(Information shown):
*****

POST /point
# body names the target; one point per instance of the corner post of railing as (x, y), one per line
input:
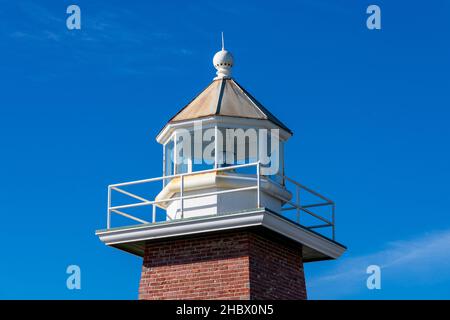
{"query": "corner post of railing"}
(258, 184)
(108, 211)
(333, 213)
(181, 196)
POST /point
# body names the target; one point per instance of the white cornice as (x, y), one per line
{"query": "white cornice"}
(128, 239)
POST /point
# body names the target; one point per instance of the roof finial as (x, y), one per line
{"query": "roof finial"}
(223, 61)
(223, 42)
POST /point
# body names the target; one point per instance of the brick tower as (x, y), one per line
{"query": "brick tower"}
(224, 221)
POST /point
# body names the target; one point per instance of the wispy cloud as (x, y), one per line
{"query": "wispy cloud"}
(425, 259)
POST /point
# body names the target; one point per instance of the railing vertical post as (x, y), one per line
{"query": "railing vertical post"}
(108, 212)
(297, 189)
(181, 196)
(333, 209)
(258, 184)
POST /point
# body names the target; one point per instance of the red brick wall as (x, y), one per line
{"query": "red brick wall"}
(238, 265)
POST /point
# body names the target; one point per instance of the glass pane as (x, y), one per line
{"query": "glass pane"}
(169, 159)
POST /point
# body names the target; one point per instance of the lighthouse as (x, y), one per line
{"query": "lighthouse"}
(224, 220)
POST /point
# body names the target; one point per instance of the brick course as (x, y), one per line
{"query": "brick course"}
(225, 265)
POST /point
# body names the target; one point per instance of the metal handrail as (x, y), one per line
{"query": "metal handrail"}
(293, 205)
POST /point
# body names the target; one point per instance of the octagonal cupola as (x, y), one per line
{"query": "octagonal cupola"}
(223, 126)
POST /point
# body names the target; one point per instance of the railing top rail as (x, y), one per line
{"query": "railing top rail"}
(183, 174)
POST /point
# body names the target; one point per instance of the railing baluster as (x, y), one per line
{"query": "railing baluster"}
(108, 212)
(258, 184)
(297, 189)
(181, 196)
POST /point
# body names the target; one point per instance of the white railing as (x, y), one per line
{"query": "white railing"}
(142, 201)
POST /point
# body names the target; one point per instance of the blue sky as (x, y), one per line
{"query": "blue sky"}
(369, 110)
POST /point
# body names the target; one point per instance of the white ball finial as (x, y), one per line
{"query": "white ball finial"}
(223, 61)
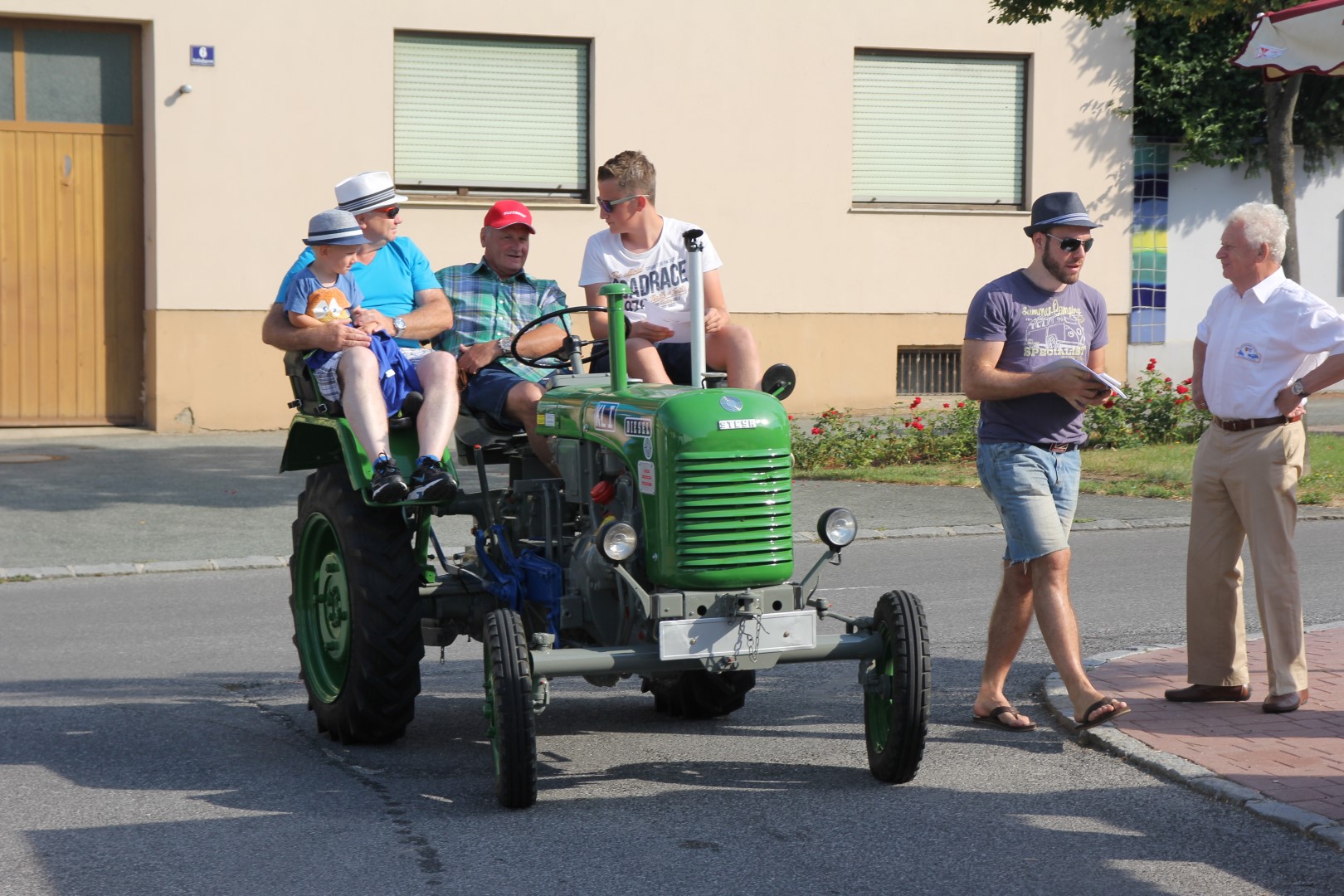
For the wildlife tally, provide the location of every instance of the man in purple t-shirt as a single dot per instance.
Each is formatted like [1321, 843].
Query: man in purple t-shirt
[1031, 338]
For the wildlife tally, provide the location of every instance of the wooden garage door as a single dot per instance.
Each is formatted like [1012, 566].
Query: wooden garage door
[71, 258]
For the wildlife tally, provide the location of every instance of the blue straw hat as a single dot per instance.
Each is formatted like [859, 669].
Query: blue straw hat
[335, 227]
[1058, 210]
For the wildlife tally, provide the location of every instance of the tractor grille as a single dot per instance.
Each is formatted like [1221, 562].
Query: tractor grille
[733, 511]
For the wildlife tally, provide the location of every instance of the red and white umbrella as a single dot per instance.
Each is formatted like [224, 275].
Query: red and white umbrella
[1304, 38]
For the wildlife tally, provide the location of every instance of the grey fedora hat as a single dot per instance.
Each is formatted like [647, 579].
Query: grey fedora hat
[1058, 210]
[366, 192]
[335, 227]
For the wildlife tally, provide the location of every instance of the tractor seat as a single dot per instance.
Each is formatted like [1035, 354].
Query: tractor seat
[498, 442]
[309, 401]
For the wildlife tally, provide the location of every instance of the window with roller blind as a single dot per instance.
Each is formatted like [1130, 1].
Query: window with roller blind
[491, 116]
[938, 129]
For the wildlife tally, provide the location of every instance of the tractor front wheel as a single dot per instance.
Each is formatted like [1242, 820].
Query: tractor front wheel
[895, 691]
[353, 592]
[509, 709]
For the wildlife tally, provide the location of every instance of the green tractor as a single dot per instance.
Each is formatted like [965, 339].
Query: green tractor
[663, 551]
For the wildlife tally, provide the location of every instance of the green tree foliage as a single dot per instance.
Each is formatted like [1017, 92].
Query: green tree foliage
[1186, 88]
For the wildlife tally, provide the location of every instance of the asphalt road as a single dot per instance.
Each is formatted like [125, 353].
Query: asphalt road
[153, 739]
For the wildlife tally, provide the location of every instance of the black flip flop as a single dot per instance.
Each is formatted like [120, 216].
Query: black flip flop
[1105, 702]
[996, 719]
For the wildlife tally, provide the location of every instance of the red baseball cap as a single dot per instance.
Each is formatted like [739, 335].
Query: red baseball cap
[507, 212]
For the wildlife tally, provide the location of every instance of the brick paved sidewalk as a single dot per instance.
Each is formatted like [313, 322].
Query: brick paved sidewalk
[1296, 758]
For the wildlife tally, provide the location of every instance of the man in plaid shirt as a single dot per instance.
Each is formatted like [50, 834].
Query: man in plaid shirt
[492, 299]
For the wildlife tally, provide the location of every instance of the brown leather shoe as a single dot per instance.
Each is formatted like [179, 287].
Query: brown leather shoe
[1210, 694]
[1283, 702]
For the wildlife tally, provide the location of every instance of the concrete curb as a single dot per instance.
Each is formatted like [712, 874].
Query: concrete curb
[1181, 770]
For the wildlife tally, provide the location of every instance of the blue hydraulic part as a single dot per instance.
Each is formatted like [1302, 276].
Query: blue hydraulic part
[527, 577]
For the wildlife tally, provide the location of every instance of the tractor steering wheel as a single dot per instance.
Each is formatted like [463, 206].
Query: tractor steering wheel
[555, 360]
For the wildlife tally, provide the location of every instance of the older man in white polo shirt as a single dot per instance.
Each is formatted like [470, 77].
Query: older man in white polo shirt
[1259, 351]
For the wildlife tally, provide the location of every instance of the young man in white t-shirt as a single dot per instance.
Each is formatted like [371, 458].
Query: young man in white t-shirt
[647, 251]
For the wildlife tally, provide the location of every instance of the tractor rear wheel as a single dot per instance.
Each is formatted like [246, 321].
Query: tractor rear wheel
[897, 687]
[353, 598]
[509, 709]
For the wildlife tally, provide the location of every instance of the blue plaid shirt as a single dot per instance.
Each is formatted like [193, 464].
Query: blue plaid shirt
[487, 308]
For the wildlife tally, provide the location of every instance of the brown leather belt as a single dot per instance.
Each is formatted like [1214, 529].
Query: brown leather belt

*****

(What is needed): If a line in the records above has the word "belt", copy it.

(Solution to this exercise):
For the wildlife tally, provide the location of every instance of the brown leather belt as a single dot per instance.
Query: brown leather belt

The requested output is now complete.